"""

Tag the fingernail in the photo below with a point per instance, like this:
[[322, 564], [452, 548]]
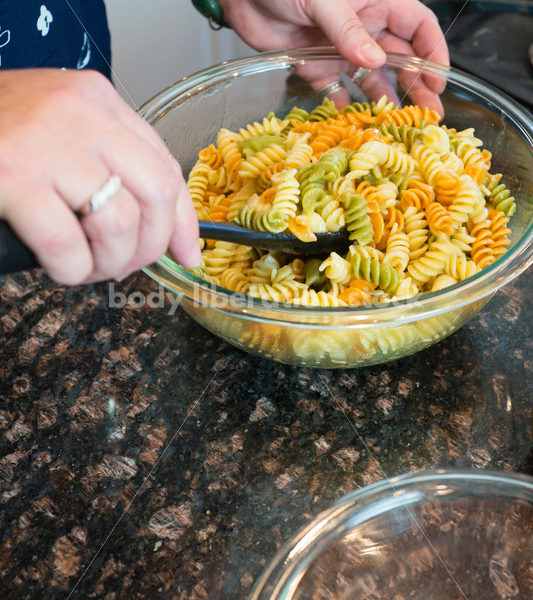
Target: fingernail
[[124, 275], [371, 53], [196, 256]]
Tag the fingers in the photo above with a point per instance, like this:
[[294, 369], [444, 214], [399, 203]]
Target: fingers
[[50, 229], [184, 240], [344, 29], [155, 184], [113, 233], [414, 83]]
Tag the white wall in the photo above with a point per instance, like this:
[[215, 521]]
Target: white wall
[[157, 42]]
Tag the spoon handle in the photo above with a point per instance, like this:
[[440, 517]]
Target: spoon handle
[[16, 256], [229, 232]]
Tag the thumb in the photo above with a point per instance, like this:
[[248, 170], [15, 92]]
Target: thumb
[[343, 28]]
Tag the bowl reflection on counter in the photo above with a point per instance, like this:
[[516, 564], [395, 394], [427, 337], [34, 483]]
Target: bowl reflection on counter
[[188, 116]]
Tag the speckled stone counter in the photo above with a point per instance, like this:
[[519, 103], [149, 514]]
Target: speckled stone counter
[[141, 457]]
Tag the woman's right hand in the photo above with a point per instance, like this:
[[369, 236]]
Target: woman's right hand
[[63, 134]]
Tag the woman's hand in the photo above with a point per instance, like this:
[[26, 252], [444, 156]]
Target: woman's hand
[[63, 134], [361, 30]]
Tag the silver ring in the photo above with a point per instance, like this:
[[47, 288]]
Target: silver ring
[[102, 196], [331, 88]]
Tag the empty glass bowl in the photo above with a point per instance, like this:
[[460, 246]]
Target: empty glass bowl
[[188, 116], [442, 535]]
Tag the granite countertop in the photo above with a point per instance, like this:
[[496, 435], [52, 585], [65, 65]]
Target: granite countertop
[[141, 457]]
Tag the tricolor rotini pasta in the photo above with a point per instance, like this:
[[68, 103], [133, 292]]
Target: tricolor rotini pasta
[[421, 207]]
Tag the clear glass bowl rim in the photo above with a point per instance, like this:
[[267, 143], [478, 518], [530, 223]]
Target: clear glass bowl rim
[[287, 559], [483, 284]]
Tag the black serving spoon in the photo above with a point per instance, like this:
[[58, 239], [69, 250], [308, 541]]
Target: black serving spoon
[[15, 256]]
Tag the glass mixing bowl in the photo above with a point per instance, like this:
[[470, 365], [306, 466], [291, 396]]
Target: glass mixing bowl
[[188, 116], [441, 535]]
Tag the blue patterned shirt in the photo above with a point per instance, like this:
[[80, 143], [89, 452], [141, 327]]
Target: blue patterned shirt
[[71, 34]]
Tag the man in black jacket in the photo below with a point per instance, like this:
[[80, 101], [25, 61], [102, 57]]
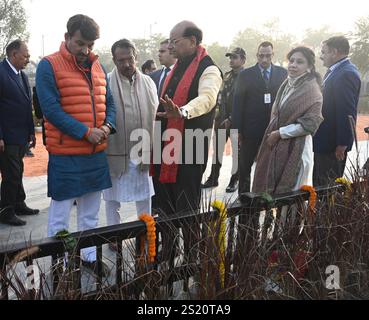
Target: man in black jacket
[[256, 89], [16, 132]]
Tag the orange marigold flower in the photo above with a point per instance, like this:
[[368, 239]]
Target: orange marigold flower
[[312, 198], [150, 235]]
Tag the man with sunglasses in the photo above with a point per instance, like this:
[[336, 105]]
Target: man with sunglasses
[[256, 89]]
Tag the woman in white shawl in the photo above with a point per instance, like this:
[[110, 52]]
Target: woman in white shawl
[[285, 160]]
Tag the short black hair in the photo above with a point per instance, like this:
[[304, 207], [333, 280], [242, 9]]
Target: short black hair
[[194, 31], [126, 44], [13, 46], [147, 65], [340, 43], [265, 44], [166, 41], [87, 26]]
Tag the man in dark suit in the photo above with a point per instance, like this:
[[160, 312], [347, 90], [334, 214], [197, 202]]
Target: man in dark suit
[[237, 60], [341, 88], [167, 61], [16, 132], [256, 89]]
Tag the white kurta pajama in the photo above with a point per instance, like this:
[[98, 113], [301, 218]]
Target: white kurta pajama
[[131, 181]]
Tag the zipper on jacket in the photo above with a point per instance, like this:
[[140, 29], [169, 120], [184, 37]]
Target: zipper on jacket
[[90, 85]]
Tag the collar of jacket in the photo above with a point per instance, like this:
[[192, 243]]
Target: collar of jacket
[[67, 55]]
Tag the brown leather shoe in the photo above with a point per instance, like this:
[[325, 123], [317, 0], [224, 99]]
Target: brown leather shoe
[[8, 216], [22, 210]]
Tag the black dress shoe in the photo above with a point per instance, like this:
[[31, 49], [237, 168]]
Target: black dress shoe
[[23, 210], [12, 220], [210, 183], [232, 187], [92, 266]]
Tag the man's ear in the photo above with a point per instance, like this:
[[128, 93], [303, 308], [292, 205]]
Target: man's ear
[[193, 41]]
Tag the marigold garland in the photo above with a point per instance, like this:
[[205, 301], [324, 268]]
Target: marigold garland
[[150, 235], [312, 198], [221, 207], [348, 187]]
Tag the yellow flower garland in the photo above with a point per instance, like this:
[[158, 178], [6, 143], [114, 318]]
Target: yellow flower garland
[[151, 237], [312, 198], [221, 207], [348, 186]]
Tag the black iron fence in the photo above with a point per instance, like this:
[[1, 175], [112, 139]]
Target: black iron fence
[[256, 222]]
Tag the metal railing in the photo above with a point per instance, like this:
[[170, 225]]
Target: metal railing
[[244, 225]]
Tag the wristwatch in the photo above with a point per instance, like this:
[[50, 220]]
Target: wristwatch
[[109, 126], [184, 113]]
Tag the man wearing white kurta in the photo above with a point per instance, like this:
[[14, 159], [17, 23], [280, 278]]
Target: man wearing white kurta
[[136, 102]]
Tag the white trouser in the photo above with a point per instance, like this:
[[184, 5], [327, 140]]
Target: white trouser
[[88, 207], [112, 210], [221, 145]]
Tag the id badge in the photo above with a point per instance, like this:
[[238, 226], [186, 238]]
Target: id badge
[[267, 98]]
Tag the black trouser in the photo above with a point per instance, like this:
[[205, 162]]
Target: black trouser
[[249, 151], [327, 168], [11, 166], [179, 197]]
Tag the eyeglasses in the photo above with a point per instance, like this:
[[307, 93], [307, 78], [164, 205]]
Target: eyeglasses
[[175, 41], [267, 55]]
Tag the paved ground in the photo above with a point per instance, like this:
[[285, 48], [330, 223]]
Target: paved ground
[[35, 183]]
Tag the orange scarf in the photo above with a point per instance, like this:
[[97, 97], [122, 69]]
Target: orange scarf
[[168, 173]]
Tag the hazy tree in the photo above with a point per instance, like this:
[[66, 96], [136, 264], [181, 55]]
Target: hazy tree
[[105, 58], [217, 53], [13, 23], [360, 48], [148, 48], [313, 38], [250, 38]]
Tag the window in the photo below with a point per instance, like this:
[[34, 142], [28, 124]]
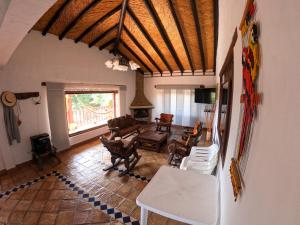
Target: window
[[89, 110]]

"""
"""

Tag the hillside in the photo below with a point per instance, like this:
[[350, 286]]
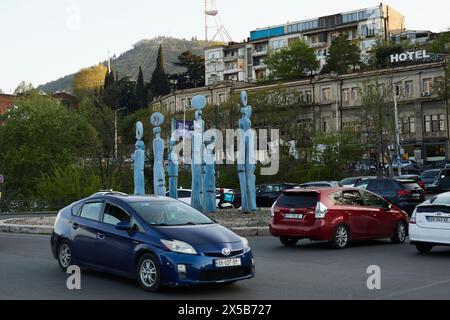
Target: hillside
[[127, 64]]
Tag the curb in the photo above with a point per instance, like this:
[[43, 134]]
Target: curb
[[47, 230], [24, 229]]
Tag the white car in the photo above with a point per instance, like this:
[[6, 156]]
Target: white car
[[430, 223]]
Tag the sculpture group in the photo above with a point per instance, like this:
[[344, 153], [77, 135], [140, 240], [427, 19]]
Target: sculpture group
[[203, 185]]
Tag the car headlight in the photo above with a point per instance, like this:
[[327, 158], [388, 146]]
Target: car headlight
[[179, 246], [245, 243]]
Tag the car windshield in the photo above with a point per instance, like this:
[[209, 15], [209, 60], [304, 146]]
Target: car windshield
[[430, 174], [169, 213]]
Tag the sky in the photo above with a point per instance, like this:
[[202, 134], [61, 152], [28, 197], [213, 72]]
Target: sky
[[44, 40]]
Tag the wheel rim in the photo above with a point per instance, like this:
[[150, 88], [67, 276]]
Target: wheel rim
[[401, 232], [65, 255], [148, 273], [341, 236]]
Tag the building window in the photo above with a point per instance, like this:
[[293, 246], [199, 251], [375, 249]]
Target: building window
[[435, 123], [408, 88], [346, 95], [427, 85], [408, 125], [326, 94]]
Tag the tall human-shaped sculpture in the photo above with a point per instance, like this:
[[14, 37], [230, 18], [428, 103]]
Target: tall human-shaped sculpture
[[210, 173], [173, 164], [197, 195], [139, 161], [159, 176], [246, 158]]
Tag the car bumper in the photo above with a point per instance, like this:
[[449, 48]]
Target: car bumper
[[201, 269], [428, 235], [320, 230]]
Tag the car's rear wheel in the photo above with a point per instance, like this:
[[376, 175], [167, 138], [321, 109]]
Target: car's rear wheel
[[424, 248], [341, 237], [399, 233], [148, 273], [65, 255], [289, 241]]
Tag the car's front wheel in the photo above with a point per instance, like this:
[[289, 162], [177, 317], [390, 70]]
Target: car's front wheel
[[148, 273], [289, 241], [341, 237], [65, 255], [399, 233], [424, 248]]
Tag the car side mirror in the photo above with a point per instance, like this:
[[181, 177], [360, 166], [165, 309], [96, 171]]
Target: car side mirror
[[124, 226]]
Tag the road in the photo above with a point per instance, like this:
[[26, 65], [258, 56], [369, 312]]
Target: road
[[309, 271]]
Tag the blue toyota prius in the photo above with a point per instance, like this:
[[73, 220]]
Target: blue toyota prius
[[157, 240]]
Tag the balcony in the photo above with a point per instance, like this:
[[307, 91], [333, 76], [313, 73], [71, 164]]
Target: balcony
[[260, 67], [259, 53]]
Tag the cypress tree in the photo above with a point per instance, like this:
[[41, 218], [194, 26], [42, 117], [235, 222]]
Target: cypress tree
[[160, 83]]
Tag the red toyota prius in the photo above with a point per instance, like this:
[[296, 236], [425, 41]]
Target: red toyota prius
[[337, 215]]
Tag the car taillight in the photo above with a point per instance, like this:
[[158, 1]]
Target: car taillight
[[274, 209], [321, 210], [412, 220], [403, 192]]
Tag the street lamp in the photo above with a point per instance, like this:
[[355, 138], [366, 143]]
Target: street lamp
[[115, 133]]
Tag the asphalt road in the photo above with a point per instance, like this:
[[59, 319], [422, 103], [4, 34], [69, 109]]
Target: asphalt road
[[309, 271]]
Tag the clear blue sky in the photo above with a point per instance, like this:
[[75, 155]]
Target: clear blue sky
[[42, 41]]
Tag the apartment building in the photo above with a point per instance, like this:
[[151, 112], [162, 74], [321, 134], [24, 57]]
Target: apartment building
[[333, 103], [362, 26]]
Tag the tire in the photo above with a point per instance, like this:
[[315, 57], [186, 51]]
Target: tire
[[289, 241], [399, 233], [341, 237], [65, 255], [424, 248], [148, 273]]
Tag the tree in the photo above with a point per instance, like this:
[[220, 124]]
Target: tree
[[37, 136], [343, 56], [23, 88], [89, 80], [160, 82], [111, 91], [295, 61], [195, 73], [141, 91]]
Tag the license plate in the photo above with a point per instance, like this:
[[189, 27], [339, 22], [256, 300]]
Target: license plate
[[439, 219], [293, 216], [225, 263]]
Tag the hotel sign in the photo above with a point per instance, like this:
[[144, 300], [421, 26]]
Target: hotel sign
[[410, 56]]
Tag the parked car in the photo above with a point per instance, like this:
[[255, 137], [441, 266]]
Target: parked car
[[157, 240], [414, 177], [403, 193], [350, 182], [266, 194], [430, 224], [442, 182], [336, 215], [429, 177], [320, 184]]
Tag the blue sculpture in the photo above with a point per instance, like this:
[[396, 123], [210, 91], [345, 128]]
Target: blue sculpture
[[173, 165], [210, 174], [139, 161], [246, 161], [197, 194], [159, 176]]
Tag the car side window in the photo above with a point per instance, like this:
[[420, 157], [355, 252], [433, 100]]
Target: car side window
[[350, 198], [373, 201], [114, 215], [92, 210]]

"""

What needs to be done = Could you reproduce the entries word for word, beginning at the line that contains "Tag the fingernail" and stopping after the line that contains "233], [414, 83]]", with the pictures left out?

In response =
Tag the fingernail in the photo below with a point per instance, like this:
[[322, 564], [452, 548]]
Target: fingernail
[[124, 275], [371, 53], [196, 256]]
Tag the fingers in the photo above with a point per instance, like this:
[[294, 369], [444, 214], [399, 203]]
Target: fingers
[[50, 229], [184, 240], [344, 29], [155, 184], [113, 233], [414, 83]]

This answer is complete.